**Problem to work on**
Write out each record again exactly as it stands.

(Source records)
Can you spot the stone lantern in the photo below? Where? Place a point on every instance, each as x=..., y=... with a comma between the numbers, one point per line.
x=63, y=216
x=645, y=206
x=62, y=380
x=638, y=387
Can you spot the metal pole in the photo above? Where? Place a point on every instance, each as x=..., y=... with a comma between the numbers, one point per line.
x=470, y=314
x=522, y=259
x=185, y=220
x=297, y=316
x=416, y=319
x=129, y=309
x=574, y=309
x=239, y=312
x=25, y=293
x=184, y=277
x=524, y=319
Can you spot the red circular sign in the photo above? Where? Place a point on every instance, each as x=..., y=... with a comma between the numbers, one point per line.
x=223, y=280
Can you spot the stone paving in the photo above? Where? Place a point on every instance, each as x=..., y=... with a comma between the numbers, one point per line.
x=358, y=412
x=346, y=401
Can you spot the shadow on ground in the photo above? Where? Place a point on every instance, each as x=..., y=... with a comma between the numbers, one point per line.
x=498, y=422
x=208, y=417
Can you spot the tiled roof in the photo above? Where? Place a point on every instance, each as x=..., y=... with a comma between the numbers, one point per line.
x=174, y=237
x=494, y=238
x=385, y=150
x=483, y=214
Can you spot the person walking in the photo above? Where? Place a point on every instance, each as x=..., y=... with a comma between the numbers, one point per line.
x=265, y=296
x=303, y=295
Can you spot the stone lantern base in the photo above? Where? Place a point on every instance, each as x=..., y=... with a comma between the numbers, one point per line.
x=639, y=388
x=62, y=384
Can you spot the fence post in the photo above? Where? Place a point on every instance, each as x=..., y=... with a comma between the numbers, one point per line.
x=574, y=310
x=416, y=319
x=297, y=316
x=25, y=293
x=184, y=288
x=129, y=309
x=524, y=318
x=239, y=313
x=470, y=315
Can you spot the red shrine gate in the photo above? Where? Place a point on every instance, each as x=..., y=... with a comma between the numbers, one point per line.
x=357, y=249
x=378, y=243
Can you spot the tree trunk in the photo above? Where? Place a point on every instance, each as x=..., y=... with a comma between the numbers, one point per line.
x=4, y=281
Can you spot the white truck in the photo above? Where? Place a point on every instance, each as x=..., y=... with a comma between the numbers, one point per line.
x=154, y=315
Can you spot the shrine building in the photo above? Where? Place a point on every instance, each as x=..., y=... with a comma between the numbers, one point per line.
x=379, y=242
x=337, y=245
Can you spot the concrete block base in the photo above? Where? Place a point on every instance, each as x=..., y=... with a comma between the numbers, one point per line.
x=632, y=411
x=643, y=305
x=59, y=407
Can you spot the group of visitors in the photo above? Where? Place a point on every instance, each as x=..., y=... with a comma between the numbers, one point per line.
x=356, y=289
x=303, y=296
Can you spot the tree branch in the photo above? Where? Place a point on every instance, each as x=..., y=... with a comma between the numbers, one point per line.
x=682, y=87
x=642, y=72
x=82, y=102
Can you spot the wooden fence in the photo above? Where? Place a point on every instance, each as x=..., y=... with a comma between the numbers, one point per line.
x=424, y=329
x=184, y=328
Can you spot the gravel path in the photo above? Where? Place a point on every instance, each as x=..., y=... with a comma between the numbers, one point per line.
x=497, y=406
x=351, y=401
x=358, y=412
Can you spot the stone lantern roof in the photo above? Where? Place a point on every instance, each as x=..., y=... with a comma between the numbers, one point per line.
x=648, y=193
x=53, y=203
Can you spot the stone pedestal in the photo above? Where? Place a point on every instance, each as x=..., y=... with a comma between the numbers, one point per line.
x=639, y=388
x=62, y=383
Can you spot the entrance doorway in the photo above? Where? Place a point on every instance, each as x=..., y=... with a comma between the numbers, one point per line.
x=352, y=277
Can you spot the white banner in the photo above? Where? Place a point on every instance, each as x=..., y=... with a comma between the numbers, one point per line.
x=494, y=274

**Written solution**
Can you spot the stone lantern in the photo below? Where? Place a point on every instance, each as x=..., y=... with a comma between the numbers, one point per line.
x=63, y=216
x=645, y=206
x=62, y=380
x=638, y=387
Can you spot the metal pole in the photo above? Where? Place a point on every instance, each as x=..., y=... with a comma between the numbers, one point per line.
x=470, y=314
x=522, y=259
x=185, y=220
x=297, y=316
x=416, y=319
x=129, y=309
x=574, y=309
x=239, y=312
x=25, y=293
x=184, y=277
x=524, y=319
Can you spot the red circular sign in the photo above? Where? Place a point on every instance, each as x=..., y=... with a comma between the numbers, one point per line.
x=223, y=280
Can you spot the stone paving in the photo above? Where? Place a point on every instance, each as x=..., y=... with a comma between the numbers, one point per line.
x=358, y=412
x=346, y=401
Can you spot the shadow on ground in the photo above? Where? Place a point on every instance, each as x=..., y=... with a comma between the numbers, one point per line.
x=498, y=422
x=208, y=417
Can you spot the tiled roof in the photo above? Where? Place a point on every instance, each as x=..., y=... with a comma between the numbers, one point per line.
x=174, y=237
x=494, y=238
x=385, y=150
x=483, y=214
Can you spot the person walking in the photo above? Where? Place a point on every instance, each as x=..., y=... with a comma between the numbers, one point per line.
x=265, y=296
x=303, y=295
Can you spot the stone lantern base in the photo above? Where? Place a point on every instance, each as x=..., y=... with a comma between the numbers, one point per line.
x=639, y=388
x=62, y=384
Can you spot the fence post in the photo above? Where? Place a point on every instance, each as x=..., y=... with a comma between the numbers, one point per line.
x=574, y=310
x=416, y=319
x=297, y=316
x=25, y=293
x=184, y=288
x=129, y=309
x=524, y=318
x=239, y=313
x=470, y=315
Can you spot the red shrine gate in the photo above? Where? Place a point on every instance, each as x=..., y=... with a comma between the numbers, one point per line.
x=357, y=249
x=378, y=243
Can you spot the tree trunk in the photo above? Where? Place a point on every instance, each as x=..., y=... with a comma between the numbers, one point per line.
x=4, y=281
Can you spot the white truck in the photo above? Where? Place a point on every instance, each as x=..., y=... with a comma between the numbers, one point per line.
x=154, y=315
Can you spot the shrine building in the photo above? Where? Place a point on every instance, each as x=..., y=... with a comma between the numbers, one point per line.
x=379, y=242
x=337, y=245
Can you spot the concrete block base in the photo above? Where? Place a point on every instance, each as x=..., y=... with a comma between the numbers, one point per line.
x=632, y=411
x=643, y=305
x=59, y=407
Can you spot the group of visitors in the photo above? Where? Place a point on every instance, each as x=..., y=... with a comma between the numbers, one point per line.
x=356, y=289
x=303, y=296
Can you spot the tree branch in the photo above? Where? Place a point on every instance, each as x=..., y=... with a comma between the numbers, one point per line.
x=682, y=87
x=642, y=72
x=82, y=102
Can you spot the wooden fence in the photo above? Where? Place a point on every instance, each as x=..., y=... with a comma between the numbers, one point per line.
x=424, y=329
x=184, y=328
Can you spot the gravel path in the photo above? Where? Place a point on every instance, each as x=..., y=... with a comma between the numbers, one point per line.
x=497, y=406
x=351, y=401
x=358, y=412
Can you spot the stone lantern roof in the photo above? Where? Place a point on every instance, each as x=..., y=... with a comma between the numbers, one point per line.
x=648, y=193
x=53, y=203
Can you spot the stone pedestal in the photo above? Where? Place a point on every instance, each as x=..., y=... with a comma between the numbers, one point per line.
x=639, y=388
x=62, y=383
Can you spot the entrance doorway in the photo above? Where? Place a point on every instance, each as x=..., y=... with a comma between the numbers, one point per line.
x=352, y=277
Can you spot the white banner in the photo above? Where? Place a point on every instance, each as x=..., y=... with a comma between the numbers, one point per line.
x=494, y=274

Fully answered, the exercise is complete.